* _Exercise text_:
Variance in the ex vivo and in vitro transcriptional profiles

To reduce the methodological bias, we first removed rRNAs, transfer RNAs, and the ssrA gene from the reads per gene data. Second, we accounted for a lower number of reads in the ex vivo (on average 850,000) compared to the in vitro samples (on average 6.7 billion), as a low number of reads might influence and increase the variance. Therefore, we subsampled the read numbers to a similar level using the R function rrarefy (R package vegan (v.2.5.2)). One sample with <500,000 reads (ex vivo LLP) was removed and the remaining samples were subsampled to the next sample with the lowest number of reads. To increase comparability between the samples, genes with less than 5 counts per million (cpm) in any sample were removed from the dataset and reads of the remaining 3525 genes were normalized using trimmed mean of M values. The BCV is the square root of the tag-wise dispersion (variation per gene), which has been calculated using the package edgeR for ex vivo and in vitro samples separately. Data were visualized as density plot using the R package ggplot2 (v.2.2.1)54. MDS plots were generated using the R function plotMDS (default settings) from the package edgeR.

DNA extraction and sequencing analyses

DNA was extracted from cell pellets using the DNeasy Blood & Tissue Kit (Qiagen) and fragmented with the S2/E210 Focused-ultrasonicator (Covaris) to achieve 400-nt-long fragments. Library preparation was performed using NEBNext Ultra DNA Library Prep Kit for Illumina (NEB) according to the manufacturer’s instructions. The samples were sequenced on an Illumina HiSeq 2500 device (2 × 150 bp pair-ended reads). Raw reads were mapped to the PAO1 reference genome as described for RNASeq mapping. After quality filtering of specific nucleotide variations, each SNP position in the 50 isolates were checked in the integrative genome viewer (IGV) (v.2.3.98). To correlate the SNPs of the single isolate with those of the deep pool sequencing, every SNP position as identified in the genomes of the single isolates was checked in IGV. For all SNP positions the ratio of mutated isolates to all isolates was calculated. This ratio was then correlated to the frequencies of mutated reads in the corresponding pools. The mean value from two pools was used for analyses. Furthermore, the mutation frequencies in the cDNA samples were correlated to the mutation frequencies of the pools and single isolates (per compartment). Therefore, the SNP positions found in the pool genomes were checked in IGV in the cDNA samples in order to calculate the SNP frequencies (cut-off: 20 cDNA reads). Correlation coefficients and corresponding p values were performed using Pearson’s correlation (R function cor.test). All p values were corrected using the false discovery rate.

Phylogenetic tree

The genomic DNA read files (fastq) were de novo assembled using SPAdes (v.3.10.1)55 with default settings and the “careful” option. From the output we used the “contigs.fasta” files for annotation with Prokka (v.1.12)56 with the options “metagenome” and “compliant”. From the gff output files a pan genome was created by Roary (v.1.007002)57, which creates a multi-FASTA alignment of all of the core genes using PRANK58. The tool FastTree (v.2.1) was used to calculate a phylogenetic tree. The phylogenetic tree was visualized with the iTOL online tool.

Reporting summary

Further information on research design is available in the Nature Research Reporting Summary linked to this article.

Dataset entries
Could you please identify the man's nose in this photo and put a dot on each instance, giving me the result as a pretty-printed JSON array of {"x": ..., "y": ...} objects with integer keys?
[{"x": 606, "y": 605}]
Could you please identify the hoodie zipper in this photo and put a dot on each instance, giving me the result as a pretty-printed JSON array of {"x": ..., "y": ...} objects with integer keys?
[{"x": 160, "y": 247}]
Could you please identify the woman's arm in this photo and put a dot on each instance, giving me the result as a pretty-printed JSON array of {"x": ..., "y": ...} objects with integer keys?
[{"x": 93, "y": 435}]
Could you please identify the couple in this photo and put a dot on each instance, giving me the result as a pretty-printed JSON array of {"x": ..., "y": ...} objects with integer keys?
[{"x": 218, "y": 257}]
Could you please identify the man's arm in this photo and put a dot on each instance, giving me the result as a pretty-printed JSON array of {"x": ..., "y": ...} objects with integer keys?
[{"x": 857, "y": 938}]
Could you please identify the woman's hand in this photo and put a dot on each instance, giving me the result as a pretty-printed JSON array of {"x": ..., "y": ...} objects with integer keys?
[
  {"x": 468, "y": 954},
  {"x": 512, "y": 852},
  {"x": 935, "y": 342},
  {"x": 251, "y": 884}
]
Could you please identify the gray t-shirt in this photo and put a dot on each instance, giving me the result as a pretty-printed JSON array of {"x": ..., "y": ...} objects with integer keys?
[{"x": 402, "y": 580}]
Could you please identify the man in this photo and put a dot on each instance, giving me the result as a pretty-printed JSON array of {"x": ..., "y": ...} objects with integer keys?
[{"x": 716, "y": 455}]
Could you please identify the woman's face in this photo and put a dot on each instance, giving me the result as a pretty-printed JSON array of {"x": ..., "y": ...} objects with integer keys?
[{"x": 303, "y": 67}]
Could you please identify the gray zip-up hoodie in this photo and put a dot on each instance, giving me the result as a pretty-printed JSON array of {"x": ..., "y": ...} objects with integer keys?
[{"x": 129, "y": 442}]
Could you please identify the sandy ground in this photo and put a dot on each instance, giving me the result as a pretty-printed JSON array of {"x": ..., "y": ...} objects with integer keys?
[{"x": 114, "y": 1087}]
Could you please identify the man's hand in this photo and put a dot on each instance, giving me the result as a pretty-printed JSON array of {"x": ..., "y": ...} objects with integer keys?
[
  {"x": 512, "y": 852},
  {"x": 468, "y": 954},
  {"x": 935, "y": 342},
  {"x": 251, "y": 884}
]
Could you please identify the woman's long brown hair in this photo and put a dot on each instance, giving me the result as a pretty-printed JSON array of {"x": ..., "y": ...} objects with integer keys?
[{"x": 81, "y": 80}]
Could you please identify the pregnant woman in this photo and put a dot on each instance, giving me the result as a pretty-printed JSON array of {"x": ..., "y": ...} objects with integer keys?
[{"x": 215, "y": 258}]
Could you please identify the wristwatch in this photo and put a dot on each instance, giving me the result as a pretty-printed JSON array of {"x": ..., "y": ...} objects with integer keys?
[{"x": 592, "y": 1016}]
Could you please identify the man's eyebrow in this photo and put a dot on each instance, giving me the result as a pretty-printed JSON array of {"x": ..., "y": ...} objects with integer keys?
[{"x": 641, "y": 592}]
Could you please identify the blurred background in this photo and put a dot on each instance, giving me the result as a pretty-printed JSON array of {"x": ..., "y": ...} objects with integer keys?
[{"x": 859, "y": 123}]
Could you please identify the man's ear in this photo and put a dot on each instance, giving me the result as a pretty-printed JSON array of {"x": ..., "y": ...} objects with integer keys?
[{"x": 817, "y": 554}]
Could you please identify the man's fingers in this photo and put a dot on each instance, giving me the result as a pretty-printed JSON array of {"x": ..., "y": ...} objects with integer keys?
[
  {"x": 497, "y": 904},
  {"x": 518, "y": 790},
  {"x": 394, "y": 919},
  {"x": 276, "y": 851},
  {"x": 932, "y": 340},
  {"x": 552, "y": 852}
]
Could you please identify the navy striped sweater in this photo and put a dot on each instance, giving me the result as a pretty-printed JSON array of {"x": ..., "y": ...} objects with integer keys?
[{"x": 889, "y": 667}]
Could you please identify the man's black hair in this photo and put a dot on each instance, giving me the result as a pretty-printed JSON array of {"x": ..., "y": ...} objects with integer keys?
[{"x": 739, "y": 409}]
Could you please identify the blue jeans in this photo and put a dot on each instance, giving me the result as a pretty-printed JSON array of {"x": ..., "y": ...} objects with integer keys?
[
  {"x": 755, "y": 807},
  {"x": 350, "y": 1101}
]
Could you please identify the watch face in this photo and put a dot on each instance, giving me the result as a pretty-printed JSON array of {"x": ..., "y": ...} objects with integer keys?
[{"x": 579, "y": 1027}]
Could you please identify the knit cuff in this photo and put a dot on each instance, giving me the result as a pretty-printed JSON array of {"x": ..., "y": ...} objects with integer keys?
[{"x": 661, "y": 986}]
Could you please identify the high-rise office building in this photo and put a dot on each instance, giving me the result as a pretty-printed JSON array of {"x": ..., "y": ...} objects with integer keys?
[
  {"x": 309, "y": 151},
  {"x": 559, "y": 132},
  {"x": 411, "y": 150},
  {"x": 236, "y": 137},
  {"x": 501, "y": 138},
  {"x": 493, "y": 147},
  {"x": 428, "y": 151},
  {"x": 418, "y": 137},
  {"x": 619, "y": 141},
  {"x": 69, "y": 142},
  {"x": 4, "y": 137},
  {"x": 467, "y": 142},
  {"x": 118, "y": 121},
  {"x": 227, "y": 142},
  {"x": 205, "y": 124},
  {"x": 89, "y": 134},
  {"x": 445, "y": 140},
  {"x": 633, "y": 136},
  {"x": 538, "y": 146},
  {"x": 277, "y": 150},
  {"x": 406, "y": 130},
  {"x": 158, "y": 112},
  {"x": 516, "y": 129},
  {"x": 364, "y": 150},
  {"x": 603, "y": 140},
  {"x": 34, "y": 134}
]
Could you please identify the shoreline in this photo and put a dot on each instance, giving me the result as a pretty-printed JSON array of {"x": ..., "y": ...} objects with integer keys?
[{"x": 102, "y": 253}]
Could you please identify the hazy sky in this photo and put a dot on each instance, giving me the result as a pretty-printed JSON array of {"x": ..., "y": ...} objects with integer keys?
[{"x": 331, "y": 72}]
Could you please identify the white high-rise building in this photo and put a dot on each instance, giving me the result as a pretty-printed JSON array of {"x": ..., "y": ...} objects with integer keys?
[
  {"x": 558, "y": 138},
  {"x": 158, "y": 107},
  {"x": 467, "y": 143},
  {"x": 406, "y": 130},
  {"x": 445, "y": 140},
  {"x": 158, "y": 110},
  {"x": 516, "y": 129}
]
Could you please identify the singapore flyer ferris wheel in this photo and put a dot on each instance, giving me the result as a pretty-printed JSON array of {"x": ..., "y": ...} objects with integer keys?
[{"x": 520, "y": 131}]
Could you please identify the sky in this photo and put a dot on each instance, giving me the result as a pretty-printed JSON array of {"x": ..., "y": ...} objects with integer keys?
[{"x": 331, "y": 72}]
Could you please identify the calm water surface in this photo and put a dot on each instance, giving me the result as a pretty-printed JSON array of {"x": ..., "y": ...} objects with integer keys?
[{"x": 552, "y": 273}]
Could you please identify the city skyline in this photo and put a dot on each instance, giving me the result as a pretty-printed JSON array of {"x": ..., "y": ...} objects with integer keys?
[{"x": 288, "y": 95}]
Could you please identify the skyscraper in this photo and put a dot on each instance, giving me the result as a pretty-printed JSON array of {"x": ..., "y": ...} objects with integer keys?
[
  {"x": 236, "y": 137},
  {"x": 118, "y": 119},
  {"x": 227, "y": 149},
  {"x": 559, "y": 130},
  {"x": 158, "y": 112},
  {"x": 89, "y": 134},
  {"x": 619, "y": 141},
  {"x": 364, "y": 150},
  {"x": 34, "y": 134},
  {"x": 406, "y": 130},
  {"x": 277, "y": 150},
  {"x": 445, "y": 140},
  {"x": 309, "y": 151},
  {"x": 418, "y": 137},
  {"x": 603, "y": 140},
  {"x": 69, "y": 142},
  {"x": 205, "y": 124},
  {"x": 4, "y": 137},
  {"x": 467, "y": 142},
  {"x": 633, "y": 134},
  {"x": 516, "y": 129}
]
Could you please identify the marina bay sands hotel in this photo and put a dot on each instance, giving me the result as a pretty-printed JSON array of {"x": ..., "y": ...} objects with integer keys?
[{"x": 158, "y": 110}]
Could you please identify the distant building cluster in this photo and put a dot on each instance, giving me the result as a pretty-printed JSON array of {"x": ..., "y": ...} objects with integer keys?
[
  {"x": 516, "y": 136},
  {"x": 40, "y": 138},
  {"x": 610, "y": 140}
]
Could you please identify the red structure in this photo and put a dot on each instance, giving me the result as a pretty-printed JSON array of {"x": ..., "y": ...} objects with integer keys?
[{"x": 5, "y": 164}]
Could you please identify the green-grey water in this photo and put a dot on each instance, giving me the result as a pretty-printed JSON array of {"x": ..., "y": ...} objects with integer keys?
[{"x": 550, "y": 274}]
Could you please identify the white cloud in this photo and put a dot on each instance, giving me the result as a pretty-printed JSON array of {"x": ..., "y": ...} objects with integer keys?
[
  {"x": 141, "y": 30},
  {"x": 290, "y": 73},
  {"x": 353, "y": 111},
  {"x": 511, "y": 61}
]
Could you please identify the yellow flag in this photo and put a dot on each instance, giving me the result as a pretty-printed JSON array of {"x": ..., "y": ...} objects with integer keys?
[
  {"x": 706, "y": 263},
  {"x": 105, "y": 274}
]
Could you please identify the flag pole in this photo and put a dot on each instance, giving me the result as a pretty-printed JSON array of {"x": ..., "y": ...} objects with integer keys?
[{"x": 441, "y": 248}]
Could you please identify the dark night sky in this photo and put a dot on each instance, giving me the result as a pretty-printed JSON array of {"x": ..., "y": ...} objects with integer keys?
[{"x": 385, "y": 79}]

* _Work item A_:
From the methods excerpt, output the passage from "The genomic DNA" up to and including "to this article.".
* _Work item B_:
Summarize the methods excerpt in two sentences.
* _Work item C_:
List every software tool or R package that the methods excerpt gives with a version number, along with that version.

* _Exercise output A_:
The genomic DNA read files (fastq) were de novo assembled using SPAdes (v.3.10.1)55 with default settings and the “careful” option. From the output we used the “contigs.fasta” files for annotation with Prokka (v.1.12)56 with the options “metagenome” and “compliant”. From the gff output files a pan genome was created by Roary (v.1.007002)57, which creates a multi-FASTA alignment of all of the core genes using PRANK58. The tool FastTree (v.2.1) was used to calculate a phylogenetic tree. The phylogenetic tree was visualized with the iTOL online tool.

Reporting summary

Further information on research design is available in the Nature Research Reporting Summary linked to this article.

* _Exercise output B_:
The excerpt describes how RNA read data were filtered, subsampled to similar read numbers, normalized, and analyzed for variance, with the results visualized as density and MDS plots. It also covers DNA extraction and sequencing, the checking and correlation of SNPs across single isolates, pools, and cDNA samples, and the construction of a phylogenetic tree from de novo assembled genomes.

* _Exercise output C_:
- vegan (v.2.5.2)
- ggplot2 (v.2.2.1)
- integrative genome viewer, IGV (v.2.3.98)
- SPAdes (v.3.10.1)
- Prokka (v.1.12)
- Roary (v.1.007002)
- FastTree (v.2.1)